------ Extracted data
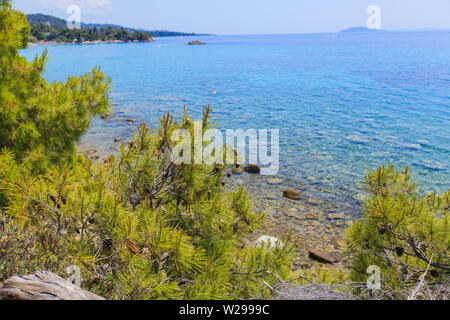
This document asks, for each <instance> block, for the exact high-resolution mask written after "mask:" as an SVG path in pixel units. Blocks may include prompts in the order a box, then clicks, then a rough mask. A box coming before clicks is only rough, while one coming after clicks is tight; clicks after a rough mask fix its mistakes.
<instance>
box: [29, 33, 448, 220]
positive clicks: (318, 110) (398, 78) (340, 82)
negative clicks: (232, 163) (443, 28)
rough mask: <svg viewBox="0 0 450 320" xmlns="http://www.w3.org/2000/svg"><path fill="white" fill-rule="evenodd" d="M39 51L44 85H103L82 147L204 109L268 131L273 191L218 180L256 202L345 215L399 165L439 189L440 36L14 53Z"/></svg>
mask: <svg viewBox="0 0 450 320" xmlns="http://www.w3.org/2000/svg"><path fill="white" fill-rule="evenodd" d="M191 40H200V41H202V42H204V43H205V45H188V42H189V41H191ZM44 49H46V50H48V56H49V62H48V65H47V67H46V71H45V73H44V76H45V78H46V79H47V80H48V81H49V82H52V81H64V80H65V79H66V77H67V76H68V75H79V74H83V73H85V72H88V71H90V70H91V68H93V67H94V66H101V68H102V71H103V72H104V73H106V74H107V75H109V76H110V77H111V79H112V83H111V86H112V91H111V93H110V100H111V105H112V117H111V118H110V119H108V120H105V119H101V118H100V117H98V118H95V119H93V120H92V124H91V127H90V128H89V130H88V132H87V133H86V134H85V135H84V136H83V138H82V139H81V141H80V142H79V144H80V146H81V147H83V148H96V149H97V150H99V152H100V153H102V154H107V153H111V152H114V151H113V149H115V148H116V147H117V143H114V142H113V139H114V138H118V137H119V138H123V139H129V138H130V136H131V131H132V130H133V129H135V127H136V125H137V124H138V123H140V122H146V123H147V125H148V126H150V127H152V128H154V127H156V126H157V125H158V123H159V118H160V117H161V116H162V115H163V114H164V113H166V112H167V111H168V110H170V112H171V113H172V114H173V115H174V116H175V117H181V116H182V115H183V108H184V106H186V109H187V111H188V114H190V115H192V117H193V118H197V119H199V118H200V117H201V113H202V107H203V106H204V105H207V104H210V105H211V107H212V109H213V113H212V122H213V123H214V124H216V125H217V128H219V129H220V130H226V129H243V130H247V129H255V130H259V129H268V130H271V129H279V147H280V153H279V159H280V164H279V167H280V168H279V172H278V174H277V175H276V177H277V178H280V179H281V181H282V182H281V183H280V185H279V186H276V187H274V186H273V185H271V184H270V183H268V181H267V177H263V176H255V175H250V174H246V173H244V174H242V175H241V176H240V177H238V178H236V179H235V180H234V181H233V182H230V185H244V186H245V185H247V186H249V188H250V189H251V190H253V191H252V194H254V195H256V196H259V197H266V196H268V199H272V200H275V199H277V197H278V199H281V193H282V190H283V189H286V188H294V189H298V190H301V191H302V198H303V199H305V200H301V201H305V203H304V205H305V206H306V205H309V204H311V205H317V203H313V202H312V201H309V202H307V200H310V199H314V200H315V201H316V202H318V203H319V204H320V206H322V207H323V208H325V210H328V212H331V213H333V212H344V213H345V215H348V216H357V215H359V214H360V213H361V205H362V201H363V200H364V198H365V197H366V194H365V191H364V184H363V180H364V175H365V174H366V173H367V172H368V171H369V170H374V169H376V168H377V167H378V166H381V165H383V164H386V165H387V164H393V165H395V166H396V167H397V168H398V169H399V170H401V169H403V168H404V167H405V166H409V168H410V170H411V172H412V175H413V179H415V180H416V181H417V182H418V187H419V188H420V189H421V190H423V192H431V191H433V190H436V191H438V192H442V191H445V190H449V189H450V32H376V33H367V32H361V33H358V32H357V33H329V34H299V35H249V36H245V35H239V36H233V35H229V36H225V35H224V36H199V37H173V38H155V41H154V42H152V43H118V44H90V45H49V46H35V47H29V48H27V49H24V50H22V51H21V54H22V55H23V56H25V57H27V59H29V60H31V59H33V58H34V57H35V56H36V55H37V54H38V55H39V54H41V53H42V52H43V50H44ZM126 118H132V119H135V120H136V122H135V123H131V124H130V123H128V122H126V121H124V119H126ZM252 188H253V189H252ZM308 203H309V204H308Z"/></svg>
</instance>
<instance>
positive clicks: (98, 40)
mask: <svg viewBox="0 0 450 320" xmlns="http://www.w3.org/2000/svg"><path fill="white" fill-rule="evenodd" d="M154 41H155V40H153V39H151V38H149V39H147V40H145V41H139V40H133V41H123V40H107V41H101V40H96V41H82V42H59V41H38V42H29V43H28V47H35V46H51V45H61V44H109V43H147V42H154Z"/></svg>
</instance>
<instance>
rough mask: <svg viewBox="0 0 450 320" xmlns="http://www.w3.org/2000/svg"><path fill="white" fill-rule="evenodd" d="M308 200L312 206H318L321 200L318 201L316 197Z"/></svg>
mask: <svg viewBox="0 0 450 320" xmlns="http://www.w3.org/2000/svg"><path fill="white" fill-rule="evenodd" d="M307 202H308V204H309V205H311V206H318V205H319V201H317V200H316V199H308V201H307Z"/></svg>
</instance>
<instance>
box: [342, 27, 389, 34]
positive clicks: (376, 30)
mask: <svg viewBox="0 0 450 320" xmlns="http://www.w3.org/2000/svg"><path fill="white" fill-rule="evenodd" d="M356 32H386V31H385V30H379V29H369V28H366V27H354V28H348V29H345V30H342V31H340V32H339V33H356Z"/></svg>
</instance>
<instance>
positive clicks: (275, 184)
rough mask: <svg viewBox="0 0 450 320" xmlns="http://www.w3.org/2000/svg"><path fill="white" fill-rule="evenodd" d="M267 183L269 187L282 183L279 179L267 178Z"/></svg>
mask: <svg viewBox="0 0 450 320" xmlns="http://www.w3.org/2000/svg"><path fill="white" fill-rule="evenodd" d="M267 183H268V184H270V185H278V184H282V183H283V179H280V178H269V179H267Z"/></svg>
------------
------ Extracted data
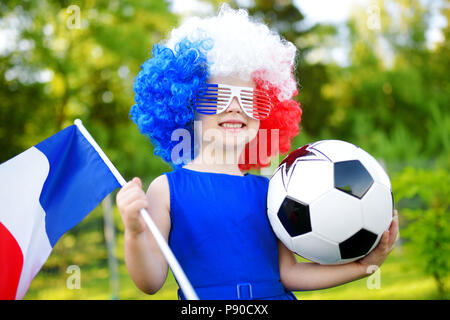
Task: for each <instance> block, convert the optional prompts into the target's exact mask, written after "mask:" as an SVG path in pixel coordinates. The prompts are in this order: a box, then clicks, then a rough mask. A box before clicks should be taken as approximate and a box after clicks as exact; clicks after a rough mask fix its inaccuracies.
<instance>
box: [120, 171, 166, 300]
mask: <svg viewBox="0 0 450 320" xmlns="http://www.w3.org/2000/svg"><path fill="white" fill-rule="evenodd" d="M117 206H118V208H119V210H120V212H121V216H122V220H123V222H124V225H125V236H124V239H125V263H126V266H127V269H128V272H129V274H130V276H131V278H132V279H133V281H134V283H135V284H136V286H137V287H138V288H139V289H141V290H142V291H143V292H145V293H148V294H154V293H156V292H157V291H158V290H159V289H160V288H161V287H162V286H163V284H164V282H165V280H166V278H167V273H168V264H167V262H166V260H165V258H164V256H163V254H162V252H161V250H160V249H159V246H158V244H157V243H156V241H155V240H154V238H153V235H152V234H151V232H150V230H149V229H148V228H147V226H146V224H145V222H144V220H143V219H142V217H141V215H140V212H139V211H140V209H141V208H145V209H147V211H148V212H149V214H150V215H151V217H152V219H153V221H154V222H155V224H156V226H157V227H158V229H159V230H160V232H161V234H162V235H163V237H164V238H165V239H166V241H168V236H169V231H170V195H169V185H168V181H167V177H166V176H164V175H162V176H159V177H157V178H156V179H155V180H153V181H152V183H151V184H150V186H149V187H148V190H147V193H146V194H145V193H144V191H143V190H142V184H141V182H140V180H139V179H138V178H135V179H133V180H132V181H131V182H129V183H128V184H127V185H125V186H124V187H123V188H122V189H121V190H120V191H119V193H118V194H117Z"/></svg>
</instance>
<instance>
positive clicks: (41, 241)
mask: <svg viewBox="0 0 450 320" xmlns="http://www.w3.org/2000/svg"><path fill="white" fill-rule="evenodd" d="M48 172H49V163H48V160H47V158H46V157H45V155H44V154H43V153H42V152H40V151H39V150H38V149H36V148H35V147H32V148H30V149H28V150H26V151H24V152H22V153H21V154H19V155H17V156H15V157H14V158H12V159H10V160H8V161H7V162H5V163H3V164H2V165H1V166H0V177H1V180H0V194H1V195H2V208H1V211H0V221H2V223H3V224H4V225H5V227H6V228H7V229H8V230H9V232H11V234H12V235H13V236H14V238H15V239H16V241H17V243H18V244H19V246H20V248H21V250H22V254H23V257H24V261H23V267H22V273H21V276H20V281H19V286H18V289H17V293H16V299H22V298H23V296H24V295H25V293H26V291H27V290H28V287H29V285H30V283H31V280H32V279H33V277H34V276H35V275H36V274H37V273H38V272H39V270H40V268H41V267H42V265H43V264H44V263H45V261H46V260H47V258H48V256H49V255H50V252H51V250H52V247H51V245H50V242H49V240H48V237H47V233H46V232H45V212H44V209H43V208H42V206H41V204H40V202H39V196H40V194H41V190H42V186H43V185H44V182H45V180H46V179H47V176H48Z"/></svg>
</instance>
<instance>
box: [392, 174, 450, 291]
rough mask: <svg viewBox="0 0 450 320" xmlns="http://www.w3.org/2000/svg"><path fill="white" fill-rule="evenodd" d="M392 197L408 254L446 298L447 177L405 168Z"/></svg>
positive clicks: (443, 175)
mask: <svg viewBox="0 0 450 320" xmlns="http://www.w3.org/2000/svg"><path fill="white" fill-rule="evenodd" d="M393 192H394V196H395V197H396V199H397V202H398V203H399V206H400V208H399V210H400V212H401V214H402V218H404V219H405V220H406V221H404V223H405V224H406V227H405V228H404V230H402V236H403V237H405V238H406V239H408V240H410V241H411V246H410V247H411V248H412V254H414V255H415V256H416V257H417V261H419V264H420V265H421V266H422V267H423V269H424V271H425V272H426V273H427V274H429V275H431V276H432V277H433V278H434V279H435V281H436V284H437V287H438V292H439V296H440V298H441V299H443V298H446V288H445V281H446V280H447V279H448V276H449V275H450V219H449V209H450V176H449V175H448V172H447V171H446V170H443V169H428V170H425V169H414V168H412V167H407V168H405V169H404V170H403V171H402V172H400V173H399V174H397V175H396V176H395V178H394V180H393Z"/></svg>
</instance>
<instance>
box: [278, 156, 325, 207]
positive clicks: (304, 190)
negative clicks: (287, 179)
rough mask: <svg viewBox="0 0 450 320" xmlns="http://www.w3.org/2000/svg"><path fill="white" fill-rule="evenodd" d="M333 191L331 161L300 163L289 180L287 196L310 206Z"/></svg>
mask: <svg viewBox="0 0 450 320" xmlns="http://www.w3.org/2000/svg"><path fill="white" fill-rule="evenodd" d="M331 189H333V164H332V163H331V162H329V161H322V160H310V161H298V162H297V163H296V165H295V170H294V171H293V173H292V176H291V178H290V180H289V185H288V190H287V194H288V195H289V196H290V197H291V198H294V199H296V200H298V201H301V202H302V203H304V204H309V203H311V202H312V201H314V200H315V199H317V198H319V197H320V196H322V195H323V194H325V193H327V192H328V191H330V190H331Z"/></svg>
------------
## Required work
Only lines with the word "negative" go in the answer. Take them all from the entries above.

## Answer to this task
negative clicks: (232, 163) (443, 28)
negative clicks: (287, 179)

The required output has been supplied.